TEXTE DE L'EXERCICE -

L’isolement des Ehpad lors du confinement a suscité beaucoup d’inquiétudes, et pas seulement d’un point de vue physique. La question du bien-être a de nouveau émergé, et pour cause : près d’un tiers des résidents « sont en situation de détresse psychologique, contre un quart des plus de 75 ans vivant à domicile (1) ». Croyez-vous à un après qui prendrait davantage en compte l’accompagnement psychosocial des résident·es, c’est-à-dire les soins liés à la continuité de la vie, au « care », plutôt qu’aux soins médicaux ?

La dépendance est organisée pour faciliter l’organisation du travail.

C’est un vœu ancien, formulé à la fois par les résident·es et leurs proches, mais aussi par les professionnel·les de santé. Dans les faits, mes recherches montrent des injonctions contradictoires. Sur les brochures, on va insister sur l’accompagnement à l’autonomie des personnes en Ehpad, alors qu’en réalité l’autonomie est loin d’être la norme. Au contraire, une dépendance totale et entière des existences est organisée pour une raison très simple : cela facilite l’organisation du travail. Une personne qui porte une protection exige moins de temps qu’une personne que l’on doit accompagner aux toilettes. Cette mise en dépendance n’est pas satisfaisante. Ni pour les personnes âgées ni pour le personnel, qui souffre de ne pas pouvoir passer plus de temps auprès d’elles.

CONSIGNE - Prolongez le texte sur les Ehpad après sa dernière phrase. Les items n'ont aucun lien avec le texte sur les Ehpad.

MATÉRIEL FOURNI -
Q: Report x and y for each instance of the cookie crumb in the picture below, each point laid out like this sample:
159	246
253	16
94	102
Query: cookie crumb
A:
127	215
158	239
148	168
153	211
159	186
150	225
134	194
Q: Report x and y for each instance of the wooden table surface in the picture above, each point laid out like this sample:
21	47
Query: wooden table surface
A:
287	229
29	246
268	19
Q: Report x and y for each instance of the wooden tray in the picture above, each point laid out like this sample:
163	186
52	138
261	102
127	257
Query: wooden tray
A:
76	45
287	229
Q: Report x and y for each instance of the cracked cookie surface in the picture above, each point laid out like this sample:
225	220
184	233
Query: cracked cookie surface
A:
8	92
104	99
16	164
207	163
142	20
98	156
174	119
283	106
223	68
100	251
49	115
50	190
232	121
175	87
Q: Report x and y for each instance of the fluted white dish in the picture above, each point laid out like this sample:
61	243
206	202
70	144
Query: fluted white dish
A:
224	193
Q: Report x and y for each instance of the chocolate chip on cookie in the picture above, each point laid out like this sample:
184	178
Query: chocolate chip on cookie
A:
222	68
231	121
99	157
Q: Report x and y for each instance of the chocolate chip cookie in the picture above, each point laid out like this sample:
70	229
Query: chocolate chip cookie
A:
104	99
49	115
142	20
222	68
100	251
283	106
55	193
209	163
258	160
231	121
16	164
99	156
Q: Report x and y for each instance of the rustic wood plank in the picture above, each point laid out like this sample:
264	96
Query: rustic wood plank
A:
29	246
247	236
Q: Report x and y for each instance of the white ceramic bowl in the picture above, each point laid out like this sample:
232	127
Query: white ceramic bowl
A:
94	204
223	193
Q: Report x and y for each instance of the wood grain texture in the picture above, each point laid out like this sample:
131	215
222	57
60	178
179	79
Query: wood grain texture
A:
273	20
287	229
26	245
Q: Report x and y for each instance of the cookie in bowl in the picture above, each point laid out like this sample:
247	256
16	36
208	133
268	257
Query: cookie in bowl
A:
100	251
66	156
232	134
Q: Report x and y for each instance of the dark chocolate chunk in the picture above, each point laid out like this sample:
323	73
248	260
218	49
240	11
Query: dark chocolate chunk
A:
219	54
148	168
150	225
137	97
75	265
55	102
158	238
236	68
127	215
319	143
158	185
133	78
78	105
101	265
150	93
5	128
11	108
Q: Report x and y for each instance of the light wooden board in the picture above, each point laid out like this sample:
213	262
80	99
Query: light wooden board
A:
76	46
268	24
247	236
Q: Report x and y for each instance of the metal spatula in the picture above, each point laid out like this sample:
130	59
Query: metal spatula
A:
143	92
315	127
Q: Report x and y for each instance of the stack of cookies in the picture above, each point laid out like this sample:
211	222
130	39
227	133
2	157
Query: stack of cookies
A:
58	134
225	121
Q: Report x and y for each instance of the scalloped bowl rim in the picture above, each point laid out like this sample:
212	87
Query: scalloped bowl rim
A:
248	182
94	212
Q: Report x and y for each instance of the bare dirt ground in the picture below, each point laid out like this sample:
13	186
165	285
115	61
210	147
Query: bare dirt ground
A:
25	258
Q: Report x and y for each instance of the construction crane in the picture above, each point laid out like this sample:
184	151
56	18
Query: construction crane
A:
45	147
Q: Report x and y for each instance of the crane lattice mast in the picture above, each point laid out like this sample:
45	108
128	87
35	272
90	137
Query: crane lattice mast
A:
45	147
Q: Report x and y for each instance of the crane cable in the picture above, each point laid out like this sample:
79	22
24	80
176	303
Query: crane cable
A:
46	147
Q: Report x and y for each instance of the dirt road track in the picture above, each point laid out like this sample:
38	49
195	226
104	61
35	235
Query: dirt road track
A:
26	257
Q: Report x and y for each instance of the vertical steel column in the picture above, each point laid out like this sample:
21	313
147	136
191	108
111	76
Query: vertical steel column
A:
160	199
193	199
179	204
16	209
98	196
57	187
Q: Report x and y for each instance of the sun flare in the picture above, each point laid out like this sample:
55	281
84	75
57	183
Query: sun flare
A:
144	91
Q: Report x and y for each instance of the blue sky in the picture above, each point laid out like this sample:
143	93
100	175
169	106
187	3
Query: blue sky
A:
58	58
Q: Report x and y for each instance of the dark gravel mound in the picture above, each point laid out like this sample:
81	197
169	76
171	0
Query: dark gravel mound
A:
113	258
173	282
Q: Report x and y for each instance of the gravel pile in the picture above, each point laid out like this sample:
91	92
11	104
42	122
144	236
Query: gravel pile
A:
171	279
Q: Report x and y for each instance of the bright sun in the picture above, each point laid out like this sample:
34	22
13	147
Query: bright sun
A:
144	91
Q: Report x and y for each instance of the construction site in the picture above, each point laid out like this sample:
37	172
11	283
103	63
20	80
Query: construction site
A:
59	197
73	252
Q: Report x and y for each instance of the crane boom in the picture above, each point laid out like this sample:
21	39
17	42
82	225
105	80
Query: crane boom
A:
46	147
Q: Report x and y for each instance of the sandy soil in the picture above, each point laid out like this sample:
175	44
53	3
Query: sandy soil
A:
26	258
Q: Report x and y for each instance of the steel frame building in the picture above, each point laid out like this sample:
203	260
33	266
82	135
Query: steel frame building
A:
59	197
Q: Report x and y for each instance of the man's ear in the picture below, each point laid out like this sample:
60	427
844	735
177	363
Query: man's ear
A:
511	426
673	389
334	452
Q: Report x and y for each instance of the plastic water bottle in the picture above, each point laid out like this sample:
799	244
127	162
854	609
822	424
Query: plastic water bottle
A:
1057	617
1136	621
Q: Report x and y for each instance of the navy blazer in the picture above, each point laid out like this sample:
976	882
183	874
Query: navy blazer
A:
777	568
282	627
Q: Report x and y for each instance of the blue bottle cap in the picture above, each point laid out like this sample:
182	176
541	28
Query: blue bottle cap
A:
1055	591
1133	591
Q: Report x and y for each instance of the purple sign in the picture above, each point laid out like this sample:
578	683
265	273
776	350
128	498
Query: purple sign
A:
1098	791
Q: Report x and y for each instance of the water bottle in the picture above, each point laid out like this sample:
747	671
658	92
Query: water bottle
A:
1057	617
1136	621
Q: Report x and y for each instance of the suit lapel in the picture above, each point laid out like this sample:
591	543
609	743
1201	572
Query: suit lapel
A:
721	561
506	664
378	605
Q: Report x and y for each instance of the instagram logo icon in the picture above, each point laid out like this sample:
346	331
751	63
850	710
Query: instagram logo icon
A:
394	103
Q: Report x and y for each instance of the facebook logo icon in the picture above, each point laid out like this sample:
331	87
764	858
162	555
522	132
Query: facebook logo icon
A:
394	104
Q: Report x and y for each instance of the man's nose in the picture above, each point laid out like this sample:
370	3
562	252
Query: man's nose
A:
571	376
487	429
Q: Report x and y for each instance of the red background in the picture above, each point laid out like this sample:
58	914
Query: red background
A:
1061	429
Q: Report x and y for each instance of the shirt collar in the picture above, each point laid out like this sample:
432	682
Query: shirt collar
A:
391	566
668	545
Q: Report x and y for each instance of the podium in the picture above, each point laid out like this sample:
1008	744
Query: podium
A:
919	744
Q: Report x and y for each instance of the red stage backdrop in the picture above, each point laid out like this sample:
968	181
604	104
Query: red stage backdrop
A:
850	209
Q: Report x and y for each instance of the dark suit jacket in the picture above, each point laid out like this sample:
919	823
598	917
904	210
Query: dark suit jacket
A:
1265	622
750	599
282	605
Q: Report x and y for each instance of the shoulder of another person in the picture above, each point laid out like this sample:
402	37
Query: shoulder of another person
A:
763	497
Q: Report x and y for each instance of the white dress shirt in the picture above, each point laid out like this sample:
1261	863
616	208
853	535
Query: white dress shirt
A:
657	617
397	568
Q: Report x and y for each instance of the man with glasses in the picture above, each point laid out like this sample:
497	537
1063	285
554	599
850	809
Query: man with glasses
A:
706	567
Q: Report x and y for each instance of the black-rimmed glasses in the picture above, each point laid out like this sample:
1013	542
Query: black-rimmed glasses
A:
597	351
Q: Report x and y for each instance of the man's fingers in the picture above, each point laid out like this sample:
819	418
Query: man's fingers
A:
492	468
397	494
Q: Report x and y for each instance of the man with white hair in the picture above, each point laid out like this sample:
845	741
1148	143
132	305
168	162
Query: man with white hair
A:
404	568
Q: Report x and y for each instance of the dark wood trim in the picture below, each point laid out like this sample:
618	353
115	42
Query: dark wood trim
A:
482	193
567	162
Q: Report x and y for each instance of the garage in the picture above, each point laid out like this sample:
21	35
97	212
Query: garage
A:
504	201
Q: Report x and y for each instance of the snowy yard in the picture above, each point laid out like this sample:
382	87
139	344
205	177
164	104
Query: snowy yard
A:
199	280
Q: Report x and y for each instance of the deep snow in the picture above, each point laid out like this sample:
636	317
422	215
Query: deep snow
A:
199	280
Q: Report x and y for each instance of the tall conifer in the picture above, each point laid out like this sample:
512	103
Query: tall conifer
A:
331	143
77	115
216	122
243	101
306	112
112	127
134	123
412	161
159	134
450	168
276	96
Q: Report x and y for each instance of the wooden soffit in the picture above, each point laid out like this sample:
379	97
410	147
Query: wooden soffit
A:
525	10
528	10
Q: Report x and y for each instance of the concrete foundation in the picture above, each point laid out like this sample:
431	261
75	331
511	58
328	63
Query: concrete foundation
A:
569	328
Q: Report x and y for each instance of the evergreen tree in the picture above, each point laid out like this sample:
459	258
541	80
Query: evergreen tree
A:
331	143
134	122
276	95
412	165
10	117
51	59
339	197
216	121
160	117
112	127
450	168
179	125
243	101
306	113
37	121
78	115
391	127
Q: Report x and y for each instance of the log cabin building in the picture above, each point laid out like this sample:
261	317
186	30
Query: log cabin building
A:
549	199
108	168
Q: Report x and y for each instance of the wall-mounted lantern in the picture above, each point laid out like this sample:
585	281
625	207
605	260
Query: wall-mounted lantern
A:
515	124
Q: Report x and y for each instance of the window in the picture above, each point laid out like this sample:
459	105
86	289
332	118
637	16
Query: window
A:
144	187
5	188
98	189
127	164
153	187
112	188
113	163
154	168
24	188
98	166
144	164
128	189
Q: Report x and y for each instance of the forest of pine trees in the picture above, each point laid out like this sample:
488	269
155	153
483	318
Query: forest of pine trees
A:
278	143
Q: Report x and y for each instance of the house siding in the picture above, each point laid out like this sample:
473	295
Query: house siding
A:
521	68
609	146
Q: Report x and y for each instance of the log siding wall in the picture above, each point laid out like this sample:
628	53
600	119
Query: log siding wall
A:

RÉPONSE -
Malheureusement, je ne crois pas que le confinement puisse véritablement faire changer le fonctionnement de ces établissements. Nous attendons toujours que de vraies mesures soient prises en termes de moyens humains, de formation et de budget. Le gouvernement a seulement annoncé vouloir distribuer des primes alors qu’il faudrait tout revoir : de l’organisation du travail aux modes de financement en passant par la dénomination même d’Ehpad – pour permettre une vraie revalorisation des métiers et un changement de regard sur les représentations sociales, très négatives, à l’égard de ces populations.

Les Ehpad représentent le dernier « chez-soi ». Un accompagnement à la fin de vie pour les résident·es (pas uniquement sur le plan somatique) et leur famille ne serait-il pas nécessaire, apaisant ? Quel est le rapport à la mort des personnes âgées ?

Celles avec qui je me suis entretenue en parlent très facilement et sans peur. En revanche, elles expriment une angoisse de l’agonie, d’une fin de vie qui se prolonge dans la souffrance. Au cours de mes entretiens, certaines ont même dit espérer mourir, mais dans leur lit, sans s’en rendre compte. Je n’ai pas interrogé les résident·es sur leur besoin d’un accompagnement spécifique, mais, ce que je peux dire, c’est que, bien que les Ehpad soient un lieu de fin de vie, la mort y est très taboue. Notamment pour le personnel, qui est très mal à l’aise avec ça, parce que la mort n’est pas intégrée dans notre société. Lorsqu’une personne décède dans l’établissement, par exemple, on va mettre une bougie avec une photo à l’accueil, mais on verbalise très peu. Avec le Covid-19, on ne laissait même plus les proches accompagner leurs aîné·es. Ce qui a permis de montrer et de rappeler, au sens anthropologique, que ne pas accompagner les mourant·es est une véritable catastrophe.

La raison du « mal mourir » en Ehpad serait-elle justement un manque d’accompagnement vers la mort, ou d’un prolongement de la vie, au risque de souffrir ?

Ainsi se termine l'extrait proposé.